**MATERIAL SUPPLIED**
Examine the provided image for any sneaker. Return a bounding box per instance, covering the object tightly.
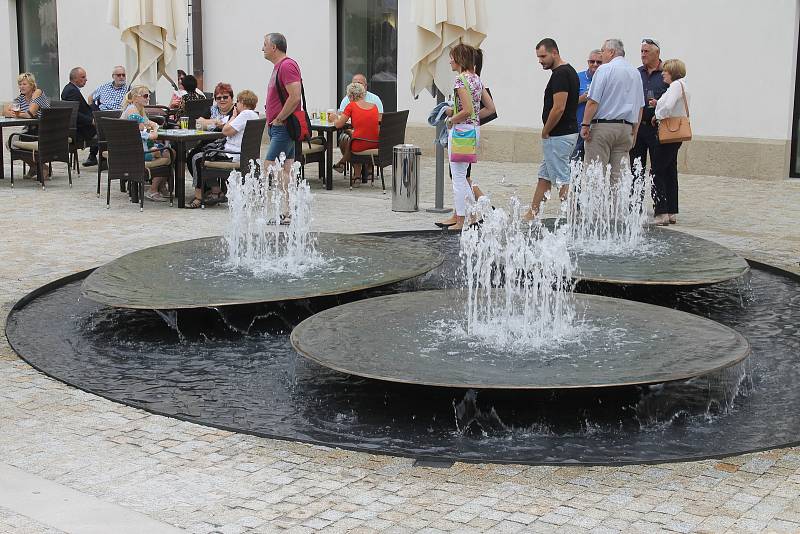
[144,191,167,202]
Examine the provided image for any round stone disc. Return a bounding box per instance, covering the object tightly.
[82,233,444,310]
[291,290,750,389]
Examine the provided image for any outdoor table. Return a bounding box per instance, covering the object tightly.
[158,129,225,208]
[0,117,39,180]
[311,120,336,191]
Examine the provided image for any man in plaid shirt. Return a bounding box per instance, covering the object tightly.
[92,65,130,111]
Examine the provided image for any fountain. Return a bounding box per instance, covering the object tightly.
[6,162,800,464]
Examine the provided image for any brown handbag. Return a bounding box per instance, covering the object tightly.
[658,84,692,145]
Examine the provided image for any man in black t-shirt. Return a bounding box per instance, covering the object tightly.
[523,38,580,221]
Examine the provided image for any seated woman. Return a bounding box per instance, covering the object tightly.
[186,90,258,209]
[334,83,380,187]
[173,74,206,114]
[120,85,169,202]
[186,82,236,207]
[3,72,50,178]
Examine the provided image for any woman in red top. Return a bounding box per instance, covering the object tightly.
[334,83,380,186]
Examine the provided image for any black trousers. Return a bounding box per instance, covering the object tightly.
[652,143,681,219]
[630,122,658,170]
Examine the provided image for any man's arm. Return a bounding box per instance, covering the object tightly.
[542,91,569,139]
[272,82,301,125]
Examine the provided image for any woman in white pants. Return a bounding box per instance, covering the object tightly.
[445,44,483,230]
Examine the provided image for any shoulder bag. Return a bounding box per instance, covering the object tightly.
[275,62,311,141]
[450,74,478,163]
[658,83,692,145]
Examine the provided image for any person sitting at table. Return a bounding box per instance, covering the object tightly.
[3,72,50,179]
[186,86,258,209]
[334,82,380,187]
[120,85,169,202]
[172,74,206,113]
[333,73,383,172]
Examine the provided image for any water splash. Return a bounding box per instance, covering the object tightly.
[224,154,324,276]
[460,196,578,352]
[561,159,652,255]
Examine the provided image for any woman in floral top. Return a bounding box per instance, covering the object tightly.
[439,44,483,230]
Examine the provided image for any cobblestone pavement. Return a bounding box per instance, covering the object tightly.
[0,149,800,534]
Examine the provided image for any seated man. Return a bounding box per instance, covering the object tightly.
[333,73,383,172]
[92,65,130,111]
[61,67,97,167]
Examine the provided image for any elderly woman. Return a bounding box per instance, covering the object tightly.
[649,59,689,226]
[334,83,380,187]
[3,72,50,178]
[186,89,258,209]
[120,85,169,202]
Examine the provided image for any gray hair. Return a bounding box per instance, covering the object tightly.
[347,82,367,102]
[603,39,625,57]
[267,33,286,54]
[69,67,83,82]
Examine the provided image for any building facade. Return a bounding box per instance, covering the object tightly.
[0,0,800,179]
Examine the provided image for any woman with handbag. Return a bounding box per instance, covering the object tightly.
[445,44,483,230]
[649,59,691,226]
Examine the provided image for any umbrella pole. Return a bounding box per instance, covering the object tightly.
[425,87,451,213]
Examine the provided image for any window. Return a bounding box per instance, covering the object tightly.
[337,0,397,111]
[17,0,61,99]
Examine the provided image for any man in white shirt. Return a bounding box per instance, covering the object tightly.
[581,39,644,182]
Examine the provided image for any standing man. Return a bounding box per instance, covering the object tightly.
[570,49,603,161]
[92,65,130,111]
[61,67,97,167]
[581,39,644,182]
[261,33,302,222]
[630,39,669,174]
[523,38,580,221]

**YOUR INSTRUCTIONS**
Pick out each row above that contains the string "shirt" and copy those rows.

**FINAL RESULT**
Examine the provided image for any man in plaid shirt. Return a bounding box per instance, covering the object tightly.
Examine the provided image for any man in black t-shirt. Return a bounding box per instance, covering the object tightly.
Examine the provided image for any man in white shirt. Return a bounding box per instance, covering the object tightly.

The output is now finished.